#### [WORK INSTRUCTIONS]
Below are the records; restate all of them exactly.

(Point-per-instance localization data)
# # # # # # #
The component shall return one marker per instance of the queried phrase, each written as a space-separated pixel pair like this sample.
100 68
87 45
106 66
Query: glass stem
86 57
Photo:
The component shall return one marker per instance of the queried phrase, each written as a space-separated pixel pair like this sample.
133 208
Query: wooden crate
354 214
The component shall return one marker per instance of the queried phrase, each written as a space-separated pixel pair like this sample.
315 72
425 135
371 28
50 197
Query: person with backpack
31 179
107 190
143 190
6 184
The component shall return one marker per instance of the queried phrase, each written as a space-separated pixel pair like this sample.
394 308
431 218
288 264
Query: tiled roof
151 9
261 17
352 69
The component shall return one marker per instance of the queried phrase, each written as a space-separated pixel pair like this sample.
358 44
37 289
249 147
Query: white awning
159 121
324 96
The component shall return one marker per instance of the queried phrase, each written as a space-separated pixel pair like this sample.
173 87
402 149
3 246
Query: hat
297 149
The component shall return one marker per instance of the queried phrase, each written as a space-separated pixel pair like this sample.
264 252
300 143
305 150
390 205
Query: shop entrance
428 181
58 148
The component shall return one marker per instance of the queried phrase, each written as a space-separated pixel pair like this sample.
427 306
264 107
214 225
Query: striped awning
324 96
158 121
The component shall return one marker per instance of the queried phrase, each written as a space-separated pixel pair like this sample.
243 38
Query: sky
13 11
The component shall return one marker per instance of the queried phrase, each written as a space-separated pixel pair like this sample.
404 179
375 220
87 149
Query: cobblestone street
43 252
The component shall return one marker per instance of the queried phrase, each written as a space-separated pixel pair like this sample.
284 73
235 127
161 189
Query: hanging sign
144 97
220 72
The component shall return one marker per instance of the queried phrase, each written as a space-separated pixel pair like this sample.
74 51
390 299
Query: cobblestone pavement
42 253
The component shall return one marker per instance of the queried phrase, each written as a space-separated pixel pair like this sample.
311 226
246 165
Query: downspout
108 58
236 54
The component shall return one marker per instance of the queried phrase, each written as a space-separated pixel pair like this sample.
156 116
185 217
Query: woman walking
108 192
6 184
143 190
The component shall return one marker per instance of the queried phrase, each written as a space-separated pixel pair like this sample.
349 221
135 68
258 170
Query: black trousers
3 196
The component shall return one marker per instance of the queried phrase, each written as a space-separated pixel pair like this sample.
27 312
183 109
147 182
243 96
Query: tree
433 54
# # # # # # #
#### [SOLUTION TO THIS TASK]
The component shall return one marker per instance of the queried phrase, each written as a space-separated pixel pair like this sample.
100 68
87 45
106 66
Query: glass stem
86 57
Photo:
The component shall return one marker per instance of the queried phrase, each written as a space-separated pixel pair like this sample.
133 208
Query: wooden crate
354 214
The component shall return one marker per instance of the queried phrase, each written as a space-separated pixel pair like this sample.
315 72
425 135
371 28
50 197
Query: person with backpack
31 179
107 190
143 190
6 184
The component shall return one marker per instance of the queried phrase, each written as a space-separated pixel pair like this sample.
394 308
431 218
288 264
Query: tiled roof
151 9
261 17
352 69
The component shall return one marker per instance of the queried phrase, each written as a space-separated pixel pair like this sample.
358 44
37 289
249 147
Query: white awning
159 121
324 96
The component shall return one marker per instance of the queried phrase, each written as a space-separated pixel pair like this sample.
173 87
402 149
3 246
Query: hat
297 149
The component shall return one marker per instance of the queried phrase, each written as a space-separated pixel pair like this sample.
264 252
300 143
305 150
390 205
Query: shop entrance
428 181
58 148
The component shall return one marker per instance of the queried phrase, each written as a space-separated pixel pair like this sample.
427 306
264 107
214 225
Query: striped awning
324 96
158 121
The component shall return one marker per instance of the queried phrase, each written as a space-separated pixel pair like this sample.
243 38
Query: sky
13 11
The component shall return one marker per instance of the queried phrase, each written as a space-separated pixel pair like this sample.
404 179
375 220
87 149
Query: cobblestone street
43 252
The component shall return one marker per instance of the queried phrase, each written as a space-separated pixel pair like this sample.
284 73
235 127
161 189
Query: hanging sign
144 97
220 72
The component shall return one marker per instance of the queried phrase, each written as a space-separated pixel pair like this sample.
74 51
390 299
Query: cobblestone pavement
42 253
The component shall return one marker per instance of the queried phrase, each written as a space-separated pixel pair like this sample.
311 226
246 165
Query: downspout
108 58
236 54
The component shall return one marker per instance of the queried phrase, each written as a space-separated pixel pair like this sample.
156 116
185 217
Query: woman walking
108 192
6 184
143 190
The component shall return one marker per instance of the queried phrase, each written as a space-separated pixel pair like this sample.
349 221
135 68
258 170
Query: black trousers
3 196
The component shall return one marker per instance of the queried phrase, each written as a space-separated pixel pair like this sample.
27 312
183 109
147 182
243 96
Query: tree
433 54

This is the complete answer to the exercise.